__Rows__:
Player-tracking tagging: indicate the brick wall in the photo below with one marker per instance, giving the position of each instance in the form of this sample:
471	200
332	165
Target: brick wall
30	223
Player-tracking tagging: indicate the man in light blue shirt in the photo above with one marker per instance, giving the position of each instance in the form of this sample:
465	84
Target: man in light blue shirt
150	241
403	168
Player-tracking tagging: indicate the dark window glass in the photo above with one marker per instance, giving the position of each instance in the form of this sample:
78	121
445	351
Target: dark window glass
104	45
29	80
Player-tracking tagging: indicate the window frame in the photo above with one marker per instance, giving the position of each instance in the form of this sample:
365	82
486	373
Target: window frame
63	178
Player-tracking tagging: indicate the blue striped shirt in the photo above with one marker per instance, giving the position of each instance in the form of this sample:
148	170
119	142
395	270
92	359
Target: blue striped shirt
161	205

__Exercise instructions__:
Please output all of the items above again, word for word and in their original order.

__In response__:
Player-tracking tagging: indicate the brick wall in the photo below with one marker per instance, giving the position of each instance in the form of this sample:
471	200
332	165
Target: brick wall
30	223
Player-tracking tagging: indicate the man in light blue shirt in the photo above with one marker per instance, giving the position of each instance in the form of this sample:
465	84
Target: man in light blue shirt
150	241
403	168
Player-tracking tagging: indicate the dark window glass in the photo above with one marker per instance, giving the position of each instance in the form of this sample:
78	121
445	351
Target: dark window glass
104	45
29	80
Player-tracking tagging: indicate the window frame in the photo above with one marker per instance, giving the position of each instance in the form of this sample:
365	82
486	373
Target: window frame
63	178
Player-tracking tagging: indicate the blue striped shirt in the photo above with one marker per instance, giving the position of each instance in the form of this sample:
148	170
119	142
395	270
92	359
Target: blue striped shirt
161	205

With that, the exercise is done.